begin Document excerpt
Timothy C. Voit, Financial Analyst
Following is few pointers on what the attorney should be aware of if representing a plan participant in CSRS, FERS, Military, or any other similar plan, e.g. state department, municipal pensions, etc. First and foremost, the employing entities will typically not determine accrued benefits as of a specified date, for instance computing a monthly pension benefit as of the parties' date of filing or date of divorce. What they will typically provide are "projected" benefits, projected to retirement using certain assumptions and used for retirement planning purposes. Of course the opposing counsel, and the former spouse of the plan participant, will undoubtedly want to use these figures, however in most states, and most countries with defined domestic relations or equitable distribution laws, they tend to avoid awarding any portion of benefit accruing after a marriage, therefore, stay clear of projected benefits (statements like assuming continuous employment up to retirement your benefit would be "x"$per month). The exception, in court ordered divisions are states like California, Illinois, New York, to name a few, which allow for a benefit at retirement to be pro-rated.
To obtain an estate of an accrued monthly benefit, you either have to request a calculation of the accrued benefit, providing the plan person with the valuation date (e.g. date of divorce), and ask that they compute a monthly benefit based only on the years of service up to the valuation date and using only the earnings at the time. Some will and some won't provide this information. If not, you will have to obtain the plan formula for computing benefits, which is fairly straightforward and easy, and input the parameters yourself, or find a competent expert. You can either use this information to value the pension, for purposes of offsetting the value, or the other spouse's one-half share, against other marital assets, or award one-half (or a different agreed upon amount), from the pension in a court order. The difference can mean tens of thousands of dollars to the plan participant spouse.
If the pension value is to be offset, consider discounting the value for taxes since the plan participant is presumably taxed on every monthly payment from the pension. Typically, the amount of the tax discount is based on the effective tax rate of the individual and not marginal tax rates or tax brackets. Generally, the average effective tax rate for middle income Americans is 20%, which is why the IRS requires a cross the board withholding of 20% on any lump-sum distribution from a plan. It isn't as though the basis for the use of 20% is because the IRS requires such a discount but what they based their research on, which leads to the average effective tax rate. The incentive, for those courts that do not believe in tax affecting a pension, is simply to look at the alternative. What incentive exist for a plan participant spouse to offset the value of a pension, without a tax discount, when the alternative is to divide it by a court order wherein the spouse's share would be subject to taxes. None, so naturally the plan participant spouse will opt to have the pension divided by a QDRO or like order if the court or the opposing attorney does not agree to discounting the pension value b a tax discount.
end Document excerpt
### Stated goal 1
Please decide whether each statement agrees with the pension division article above, answering yes or no and quoting the words of the article that decide it. (a) The employing entities typically compute accrued benefits as of a specified date, such as the date of divorce. (b) The tax discount is typically based on the individual's effective tax rate rather than on marginal tax rates. (c) California, Illinois, and New York allow a benefit at retirement to be pro-rated.
### Stated goal 2
Carry the pension division article above forward with one more paragraph in the same voice, starting after its last sentence.
begin Information provided
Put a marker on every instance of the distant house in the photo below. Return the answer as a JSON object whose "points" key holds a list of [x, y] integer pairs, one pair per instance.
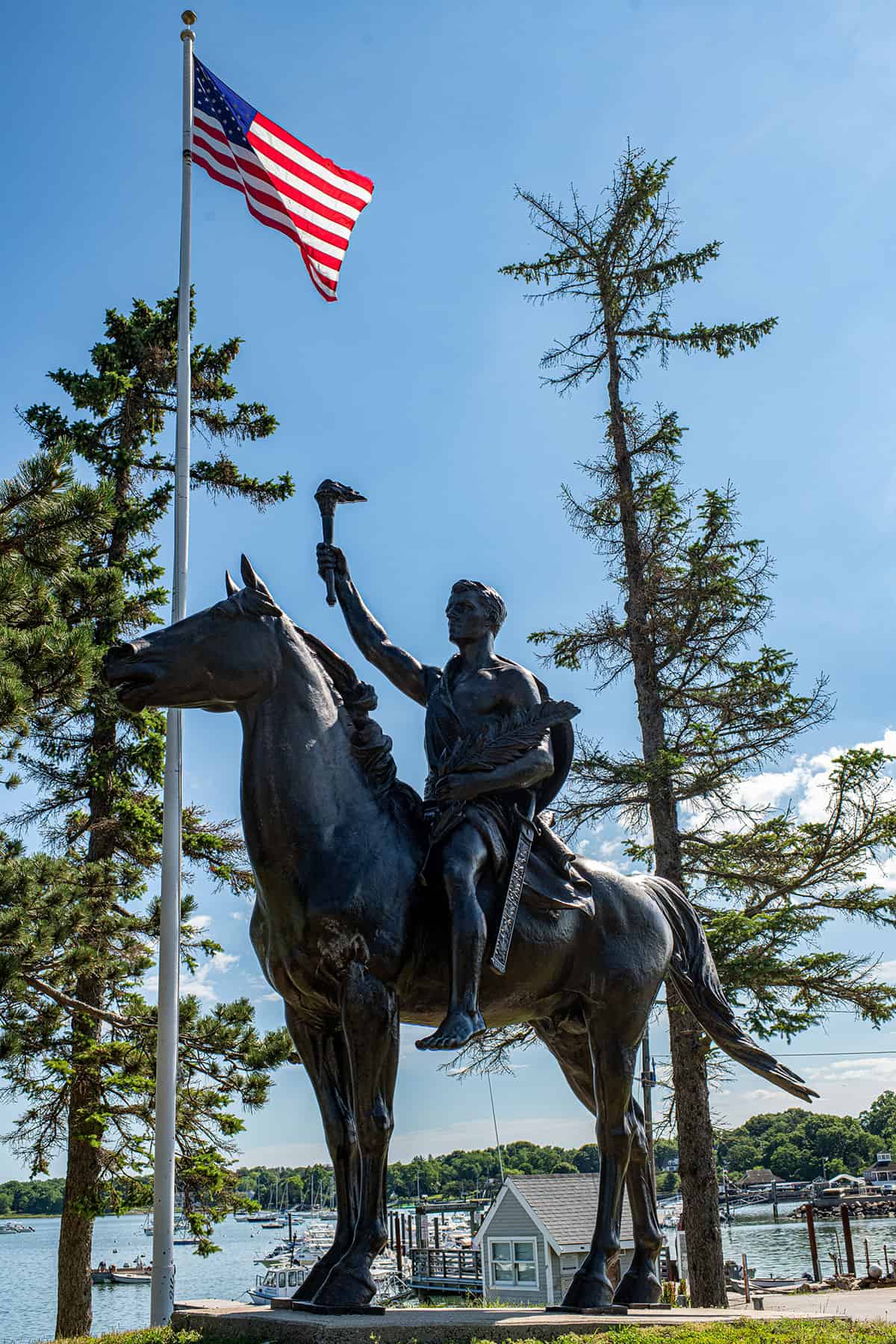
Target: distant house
{"points": [[536, 1234], [758, 1176], [883, 1172]]}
end Information provided
### Exercise answer 1
(a) No: "the employing entities will typically not determine accrued benefits as of a specified date"
(b) Yes: "Typically, the amount of the tax discount is based on the effective tax rate of the individual and not marginal tax rates or tax brackets."
(c) Yes: "The exception, in court ordered divisions are states like California, Illinois, New York, to name a few, which allow for a benefit at retirement to be pro-rated."

### Exercise answer 2
Survivor benefits are another issue. Although the non-participant spouse, their attorney, or the court may feel that the former spouse is entitled to survivor benefits, what they might not realize is that there is a cost to providing survivor benefits. Say for instance, the accrued monthly benefit is $1,000 per month, based on a life-only benefit provided by the plan or as a result of the plan formula. The benefit is reduced to say $900/month if a survivor benefit is to be provided upon the plan participant's death. Should the plan participant spouse pay for a benefit that will be paid to a former spouse after his or her death? A valid argument. A suggestion is, and this applies to court ordered division of benefits as opposed to property offsets, to have the former spouse's awarded share be subjected to the cost of the survivor benefit - in effect, she wants it she pays for it (or if he wants he pays for it-not to make general assumptions).
Also be leery of survivor benefits based on the marital portion compared to survivor benefits based on the former spouse's awarded share. Based on the marital portion means that the former spouse will receive a survivor benefit based on the plan participant's share, as well as their own awarded share. The plan participant could not then name their subsequent spouse as a survivor/beneficiary to their portion.
If a $1,000 per month is being divided between the parties, each then is awarded $500 per month. If the survivor benefit is 50% and based on the gross benefit ($1,000) plan participant dies, the survivor benefit is $500 per month. But wait! If the plan participant spouse's share is $500/month could he/she name whoever they want to their $500? If so, the survivor benefit "based" on each party's share is the $250/month.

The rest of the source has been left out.